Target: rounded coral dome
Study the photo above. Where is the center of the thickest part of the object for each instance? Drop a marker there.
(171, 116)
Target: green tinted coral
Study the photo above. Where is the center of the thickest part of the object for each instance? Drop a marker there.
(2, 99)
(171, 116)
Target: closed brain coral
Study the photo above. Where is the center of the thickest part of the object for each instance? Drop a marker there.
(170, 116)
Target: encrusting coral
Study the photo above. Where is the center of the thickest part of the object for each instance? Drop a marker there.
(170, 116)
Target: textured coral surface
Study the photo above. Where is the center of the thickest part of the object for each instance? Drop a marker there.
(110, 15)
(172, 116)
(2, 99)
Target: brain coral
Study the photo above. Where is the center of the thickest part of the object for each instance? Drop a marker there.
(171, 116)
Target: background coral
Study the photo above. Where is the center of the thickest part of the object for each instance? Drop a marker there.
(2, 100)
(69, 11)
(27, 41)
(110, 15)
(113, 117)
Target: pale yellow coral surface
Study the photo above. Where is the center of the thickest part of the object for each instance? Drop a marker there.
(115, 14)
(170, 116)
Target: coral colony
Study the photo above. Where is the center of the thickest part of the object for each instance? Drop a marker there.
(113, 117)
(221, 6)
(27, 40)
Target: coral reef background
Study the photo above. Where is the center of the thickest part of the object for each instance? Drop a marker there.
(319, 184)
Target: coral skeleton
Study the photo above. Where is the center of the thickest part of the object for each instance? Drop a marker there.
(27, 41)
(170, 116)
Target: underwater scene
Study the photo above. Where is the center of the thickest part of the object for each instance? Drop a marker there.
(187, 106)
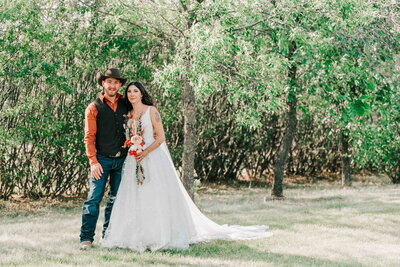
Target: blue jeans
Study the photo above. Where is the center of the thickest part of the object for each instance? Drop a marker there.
(112, 167)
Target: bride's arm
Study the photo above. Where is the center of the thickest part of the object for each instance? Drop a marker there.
(159, 133)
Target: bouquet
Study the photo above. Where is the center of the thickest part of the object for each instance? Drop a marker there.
(135, 143)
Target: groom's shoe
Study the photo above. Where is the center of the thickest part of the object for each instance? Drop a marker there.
(85, 245)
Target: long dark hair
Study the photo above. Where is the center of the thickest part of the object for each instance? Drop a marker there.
(146, 99)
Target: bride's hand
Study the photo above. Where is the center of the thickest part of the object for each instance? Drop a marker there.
(141, 155)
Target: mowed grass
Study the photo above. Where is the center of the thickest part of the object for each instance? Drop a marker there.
(313, 226)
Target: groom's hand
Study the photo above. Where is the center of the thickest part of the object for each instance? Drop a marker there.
(96, 171)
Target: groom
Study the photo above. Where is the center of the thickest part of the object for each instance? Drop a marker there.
(104, 140)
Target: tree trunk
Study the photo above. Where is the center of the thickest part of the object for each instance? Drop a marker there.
(284, 149)
(344, 147)
(189, 113)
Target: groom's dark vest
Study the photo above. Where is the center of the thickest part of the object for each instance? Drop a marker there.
(110, 136)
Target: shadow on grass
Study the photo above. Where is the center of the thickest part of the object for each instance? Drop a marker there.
(227, 250)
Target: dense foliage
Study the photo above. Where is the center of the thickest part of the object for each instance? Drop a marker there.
(346, 54)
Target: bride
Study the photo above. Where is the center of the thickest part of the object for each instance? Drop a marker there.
(152, 209)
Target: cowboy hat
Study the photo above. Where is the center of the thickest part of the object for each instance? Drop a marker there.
(110, 73)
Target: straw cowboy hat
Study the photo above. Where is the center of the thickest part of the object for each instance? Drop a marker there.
(110, 73)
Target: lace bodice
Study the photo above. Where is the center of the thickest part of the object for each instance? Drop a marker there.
(147, 128)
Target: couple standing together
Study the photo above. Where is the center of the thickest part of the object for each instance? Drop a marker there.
(148, 207)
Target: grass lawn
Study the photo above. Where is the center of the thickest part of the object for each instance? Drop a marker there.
(317, 225)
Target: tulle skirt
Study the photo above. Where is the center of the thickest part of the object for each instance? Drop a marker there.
(159, 214)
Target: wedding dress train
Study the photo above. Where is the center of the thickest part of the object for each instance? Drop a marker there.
(159, 214)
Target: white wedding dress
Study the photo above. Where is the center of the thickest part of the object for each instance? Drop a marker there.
(159, 214)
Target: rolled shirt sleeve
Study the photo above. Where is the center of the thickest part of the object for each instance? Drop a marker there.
(90, 133)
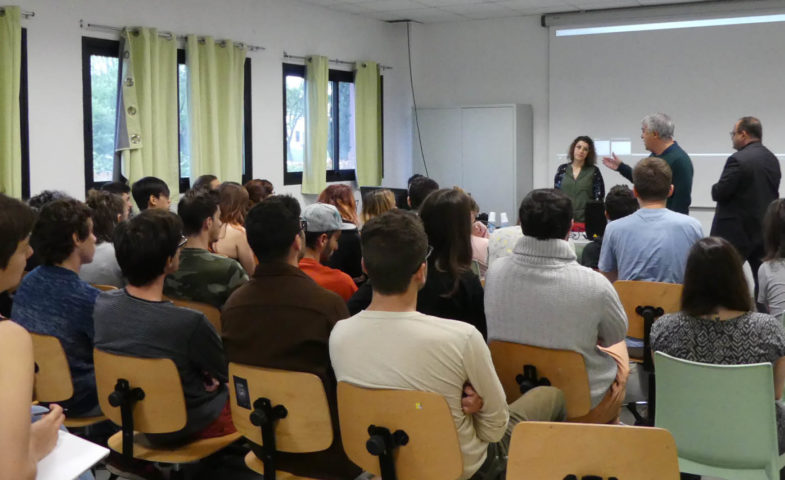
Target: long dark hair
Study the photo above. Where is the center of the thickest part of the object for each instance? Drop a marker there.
(774, 230)
(591, 157)
(713, 278)
(446, 215)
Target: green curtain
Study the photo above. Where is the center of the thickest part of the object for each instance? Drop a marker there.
(10, 130)
(316, 124)
(368, 123)
(215, 102)
(148, 129)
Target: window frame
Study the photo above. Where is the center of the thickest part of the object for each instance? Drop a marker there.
(335, 174)
(111, 48)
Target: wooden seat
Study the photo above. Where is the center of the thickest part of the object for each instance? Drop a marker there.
(213, 314)
(162, 410)
(565, 370)
(545, 450)
(53, 381)
(305, 428)
(432, 451)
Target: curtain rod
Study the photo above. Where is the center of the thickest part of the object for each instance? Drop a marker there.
(109, 28)
(24, 13)
(332, 60)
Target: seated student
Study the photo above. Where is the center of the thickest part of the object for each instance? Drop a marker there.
(619, 202)
(390, 345)
(652, 243)
(53, 300)
(541, 296)
(151, 192)
(323, 227)
(122, 189)
(233, 242)
(203, 276)
(108, 211)
(22, 444)
(282, 319)
(136, 321)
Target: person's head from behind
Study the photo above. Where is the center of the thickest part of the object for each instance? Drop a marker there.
(64, 231)
(148, 245)
(151, 192)
(200, 213)
(234, 203)
(209, 182)
(446, 216)
(395, 248)
(123, 190)
(273, 228)
(258, 190)
(652, 180)
(620, 202)
(342, 197)
(582, 149)
(419, 189)
(323, 226)
(377, 202)
(774, 230)
(16, 223)
(714, 278)
(108, 210)
(546, 214)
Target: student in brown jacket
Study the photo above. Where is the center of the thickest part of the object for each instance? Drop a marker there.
(282, 319)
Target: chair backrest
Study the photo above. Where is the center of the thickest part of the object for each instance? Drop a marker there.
(213, 314)
(52, 377)
(565, 369)
(720, 415)
(306, 427)
(433, 451)
(545, 450)
(633, 293)
(163, 408)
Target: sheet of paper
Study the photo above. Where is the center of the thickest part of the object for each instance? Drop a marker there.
(70, 458)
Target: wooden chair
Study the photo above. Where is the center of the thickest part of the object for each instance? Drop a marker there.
(213, 314)
(53, 381)
(565, 370)
(144, 395)
(403, 434)
(643, 303)
(281, 410)
(545, 450)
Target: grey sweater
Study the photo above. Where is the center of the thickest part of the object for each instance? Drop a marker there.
(541, 296)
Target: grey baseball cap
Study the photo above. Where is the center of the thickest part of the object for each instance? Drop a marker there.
(323, 217)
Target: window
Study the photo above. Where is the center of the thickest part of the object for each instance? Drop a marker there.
(101, 79)
(341, 159)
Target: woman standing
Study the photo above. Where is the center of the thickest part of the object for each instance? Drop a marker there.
(580, 179)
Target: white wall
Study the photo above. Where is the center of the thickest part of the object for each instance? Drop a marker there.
(498, 61)
(55, 72)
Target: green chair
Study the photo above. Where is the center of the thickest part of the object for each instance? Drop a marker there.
(722, 417)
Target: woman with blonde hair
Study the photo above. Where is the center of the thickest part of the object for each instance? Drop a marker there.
(234, 244)
(377, 202)
(348, 257)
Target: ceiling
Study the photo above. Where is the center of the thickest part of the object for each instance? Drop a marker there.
(434, 11)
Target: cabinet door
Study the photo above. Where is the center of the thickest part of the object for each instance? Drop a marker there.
(488, 144)
(441, 142)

*Prompt*
Omit the pictures and output all of the other material exactly.

*Result*
Target: rounded coral dome
Study the photo above. Where is the center of the thickest part of the object for each instance? Drop a marker there.
(171, 116)
Target: green tinted coral
Study the photo above. Where is the center of the thickest part of the object for each instance? Drop a marker there.
(2, 99)
(171, 116)
Target: closed brain coral
Study the photo above. Where is the center of the thickest part of the object for each instance? Drop a marker there.
(170, 116)
Target: encrusting coral
Study the photo above. Where is the center of the thickest part of the object for each instance? Drop a marker there.
(170, 116)
Target: textured coral surface
Study the photo above. Where is the center of the thickest part of the object for each instance? Drop a marker there.
(110, 15)
(172, 116)
(2, 99)
Target: brain coral
Study the photo above. Where is the center of the thickest part of the object for each instance? Drop a marker there.
(171, 116)
Target: background coral
Study the photo above. Where is the center of the thickest part of the object for each instance? Drop a marker there.
(2, 100)
(69, 11)
(27, 41)
(110, 15)
(113, 117)
Target: pale yellow coral surface
Study the photo above. Where is the center of the thickest part of the object for each instance? Drop a marker there.
(115, 14)
(170, 116)
Target: coral colony
Study the photo above. Where is the center of the thickest part of the object for each instance? Drop a marker there.
(113, 117)
(221, 6)
(27, 40)
Target: coral reef background
Study the photo above. Where is the center of the thickest part of the object for each instance? Drop a marker there.
(319, 184)
Target: coral skeleton
Study the photo above. Where is the center of the thickest part of the object for each instance? Drop a marker there.
(27, 41)
(170, 116)
Target: underwater scene
Study the photo above. Where is the center of the thickest part of the object for each instance? Drop a marker there.
(187, 106)
Target: blue jeans
Study the photo above. Where is the center of the thickest part of the object for each instance? Drop a marker there.
(112, 167)
Target: bride's arm
Study the photo above. Where is the center of the thickest part of the object for each instance? Drop a marker there.
(159, 133)
Target: bouquet
Study the photo above. Where is the center of the thickest part of the object for each instance? Drop a marker there.
(135, 143)
Target: groom's shoe
Study the photo above. Where is the center of the thickest part of the object for each instance? Drop a marker there.
(85, 245)
Target: long dark hair
Study the photo above. Where is the center of the thickest part of the object for each instance? Drop a marker there.
(146, 99)
Target: bride's hand
Study the photo above. Where is the center of the thickest part of the object for each instance? Drop a marker there.
(141, 155)
Target: mowed grass
Study the photo above. Where is the center of the thickest part of the object for each instance? Drop a marker there.
(313, 226)
Target: groom's hand
Study the photo above. Where is the center of the thickest part of the object for each instance? Drop a marker there.
(96, 171)
Target: groom
Study the photo above. Where is the center of the thickest part of the object for each instance? Drop a marker there.
(104, 140)
Target: tree trunk
Study the photo above. Where is the center of the thickest part of the object for each instance? Drop a marker there.
(284, 149)
(344, 147)
(189, 113)
Target: groom's dark vest
Study the photo above. Where is the center of the thickest part of the object for each instance? Drop a marker there.
(110, 136)
Target: shadow on grass
Study the photo above. Where is the center of the thickest part of the object for each instance? Drop a marker there.
(227, 250)
Target: dense foliage
Study the photo above. Where is the center of the thickest part of the object for each instance? Drop a marker there.
(346, 54)
Target: bride
Study the photo above. Where is the center of the thickest part of the object for each instance? Drop a marker there.
(152, 209)
Target: cowboy hat
Study the photo above. Where is the center of the thickest part of the object for each instance? Drop a marker there.
(110, 73)
Target: straw cowboy hat
Study the photo above. Where is the center of the thickest part of the object for each instance? Drop a marker there.
(110, 73)
Target: lace bodice
Study the photo above. Where is the center of the thickest part of the object for each instance? Drop a marker there.
(147, 128)
Target: couple standing together
Study the photo above. Where is the center of the thickest part of the object for each instance? Drop a marker there.
(148, 207)
Target: grass lawn
Study the photo above. Where is the center of the thickest part of the object for each instance? Drop a marker there.
(317, 225)
Target: tulle skirt
Study the photo above. Where is the center of the thickest part of the object for each instance? Drop a marker there.
(159, 214)
Target: wedding dress train
Study the photo above. Where is the center of the thickest part of the object for each instance? Drop a marker there.
(159, 214)
Target: white wedding dress
Study the photo above. Where is the center of the thickest part of the object for each instance? Drop a marker there.
(159, 214)
Target: rolled shirt sleeve
Study the photo above. Where is the center of the thickest part of the object for each instance? Drop a marker there.
(90, 133)
Target: long dark hair
Study the photo above. Where is the center of the thickest part of the object for each instance? Drop a marker there.
(774, 230)
(591, 157)
(713, 278)
(446, 215)
Target: green curtain
Study the photo above. Where is the center of the thickest part of the object for each instance? Drop a marker there.
(10, 130)
(316, 124)
(368, 123)
(215, 102)
(148, 129)
Target: window frame
Study the photo above. Where is the center of the thickest part of the object for each instance? Drop a marker there.
(335, 174)
(111, 48)
Target: wooden seat
Study the photo above. Where is the center of the thickest part of the object for each instance? Drop a marker there.
(213, 314)
(162, 410)
(565, 370)
(545, 450)
(53, 381)
(305, 428)
(432, 451)
Target: curtain rod
Study the photo above. Where is the center of the thickest part of the object for each instance? Drop a marker there.
(109, 28)
(24, 13)
(332, 60)
Target: seated student
Study the photo above. Where is the center of the thickest part of the object for each instance? Drop a marker there.
(619, 202)
(390, 345)
(652, 243)
(53, 300)
(541, 296)
(151, 192)
(323, 227)
(122, 189)
(233, 242)
(203, 276)
(108, 211)
(22, 444)
(282, 319)
(136, 321)
Target: person's head from behind
Study the photo above. Where is the center of the thickest part of the object for each instance? Drop a marker there.
(64, 231)
(148, 245)
(151, 192)
(200, 213)
(234, 203)
(209, 182)
(446, 216)
(395, 248)
(123, 190)
(273, 228)
(258, 190)
(652, 180)
(620, 202)
(342, 197)
(582, 149)
(419, 189)
(323, 226)
(377, 202)
(774, 230)
(16, 223)
(714, 278)
(108, 210)
(546, 214)
Target: student in brown jacket
Study the photo above. Where is the center of the thickest part of the object for each instance? Drop a marker there.
(282, 319)
Target: chair backrest
Study the photo above. Where is the center of the thickest part of the object for each instance? Drop a marker there.
(213, 314)
(52, 377)
(565, 369)
(720, 415)
(306, 427)
(433, 451)
(545, 450)
(633, 293)
(163, 408)
Target: sheet of paper
Study the photo above. Where is the center of the thickest part of the object for each instance? Drop a marker there.
(70, 458)
Target: wooden chair
Study the photo above. Where is the center of the thickest part of the object for each instance? Drop a marker there.
(213, 314)
(53, 381)
(565, 370)
(144, 395)
(403, 434)
(643, 303)
(281, 410)
(545, 450)
Target: grey sweater
Study the photo above. Where is the center of the thickest part of the object for each instance? Drop a marker there.
(541, 296)
Target: grey baseball cap
Study the photo above. Where is the center of the thickest part of the object for each instance? Drop a marker there.
(323, 217)
Target: window
Study the photo above. Where is the center of the thickest part of the object for each instance? Drop a marker there.
(101, 79)
(341, 159)
Target: woman standing
Study the photo above. Where is the center of the thickest part of the object for each instance? Drop a marker there.
(580, 179)
Target: white wall
Study the photo above. Where is the center of the thickest part of the object for each instance? Drop a marker there.
(498, 61)
(55, 72)
Target: green chair
Study the photo above. Where is the center of the thickest part of the object for each instance? Drop a marker there.
(722, 417)
Target: woman with blonde hair
Study the photo above. Where is the center of the thickest part of the object for each instance? Drop a marker there.
(234, 244)
(377, 202)
(348, 257)
Target: ceiling
Study the photo above. Where is the center of the thickest part of the object for each instance? Drop a marker there.
(434, 11)
Target: cabinet door
Study the photo above. Where is the center of the thickest part of the object for each instance? Drop a marker there.
(488, 144)
(441, 142)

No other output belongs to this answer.